■ **Goal of the exercise**
Copy out every line of the items below word for word, leaving out the pictures.

■ **Given records**
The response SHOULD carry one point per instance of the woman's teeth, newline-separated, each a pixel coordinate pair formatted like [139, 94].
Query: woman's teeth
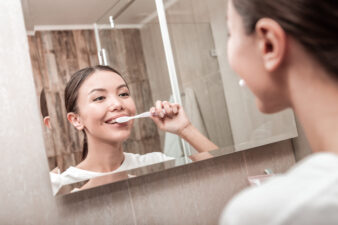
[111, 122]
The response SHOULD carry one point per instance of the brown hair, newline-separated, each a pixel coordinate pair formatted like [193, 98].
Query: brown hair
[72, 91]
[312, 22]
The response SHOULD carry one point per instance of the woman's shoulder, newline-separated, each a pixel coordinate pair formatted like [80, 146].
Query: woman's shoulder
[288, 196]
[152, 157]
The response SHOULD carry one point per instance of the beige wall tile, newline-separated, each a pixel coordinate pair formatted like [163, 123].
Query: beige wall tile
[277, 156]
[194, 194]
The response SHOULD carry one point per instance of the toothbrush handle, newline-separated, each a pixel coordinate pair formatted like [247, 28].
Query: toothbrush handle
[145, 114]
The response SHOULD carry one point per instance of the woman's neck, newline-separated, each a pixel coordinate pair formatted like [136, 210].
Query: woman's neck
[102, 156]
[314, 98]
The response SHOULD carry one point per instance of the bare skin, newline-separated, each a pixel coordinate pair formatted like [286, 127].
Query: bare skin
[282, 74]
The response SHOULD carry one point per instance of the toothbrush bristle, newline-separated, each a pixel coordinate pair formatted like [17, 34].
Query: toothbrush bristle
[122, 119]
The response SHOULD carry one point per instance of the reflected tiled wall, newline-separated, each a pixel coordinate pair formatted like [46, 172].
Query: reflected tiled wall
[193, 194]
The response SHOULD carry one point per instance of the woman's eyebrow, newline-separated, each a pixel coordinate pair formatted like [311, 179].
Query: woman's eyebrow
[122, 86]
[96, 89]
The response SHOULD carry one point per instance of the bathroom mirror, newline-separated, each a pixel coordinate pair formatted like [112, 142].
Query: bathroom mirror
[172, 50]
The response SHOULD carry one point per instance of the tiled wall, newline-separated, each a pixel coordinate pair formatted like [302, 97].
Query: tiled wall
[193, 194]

■ **Complete answer**
The response SHOULD carry one point per instance of the woman's teeth, newline-separated, each a pixel coordinate pair formatted like [139, 94].
Query: woman's teeth
[111, 122]
The response SHOULD carry one point per instance of the brown hair, newline-separated, each a pixel coordinate pair formatted like [193, 98].
Query: brown hair
[72, 91]
[312, 22]
The response SHOULD carry one point per instance of the woman's shoulder, newline-separated, each a pixel coordinate pair formatted like [80, 146].
Query: woman's shoulder
[288, 196]
[152, 157]
The response SHOULD carry one point per instance of the beige wall tile, newline-separated, each a pixel coordinate pair formatted like [163, 123].
Query: beige wall tile
[277, 156]
[194, 194]
The response SHOULD carry one point per instance of the toothbrush handle, newline-separated, each a pixel coordinate pair formatted like [247, 28].
Query: toothbrush handle
[145, 114]
The response SHOULD carry one point per instance of the woman's neck, newline-separated, each a pixel coordinate pair formatted like [136, 210].
Query: woman's neck
[102, 156]
[314, 98]
The response SHOULD carry one point per instance of the bare skin, newline-separated, each a pixel coordinate pair formatted like [286, 127].
Query: bare skin
[282, 74]
The response SHOULD carry one point per instance of the toothbrush bristle, newline-separated, each a pixel coordinate pair formatted like [17, 34].
Query: toothbrush bristle
[122, 119]
The response SHOULD carry one point per instance of the reflected tiled wall, newline-separated, each a pixel coordinate pair formatted like [46, 172].
Query: reflected tiled wall
[193, 194]
The response SHOULD carry one point per instance of the woman's eyebrow, newline-separated, each a pixel coordinate pair formatted like [311, 179].
Query: woman's eyebrow
[122, 86]
[96, 89]
The response SHOULD carry one point per instance of the bathroom mirror, newline-separated, each a pixel coordinate pair formatted like [112, 142].
Query: bathroom mirror
[172, 50]
The response SHOULD carry one point per instance of the tiled wall, newline-separated, each a pixel coordinate pair formatted like [302, 97].
Query: tiled wall
[193, 194]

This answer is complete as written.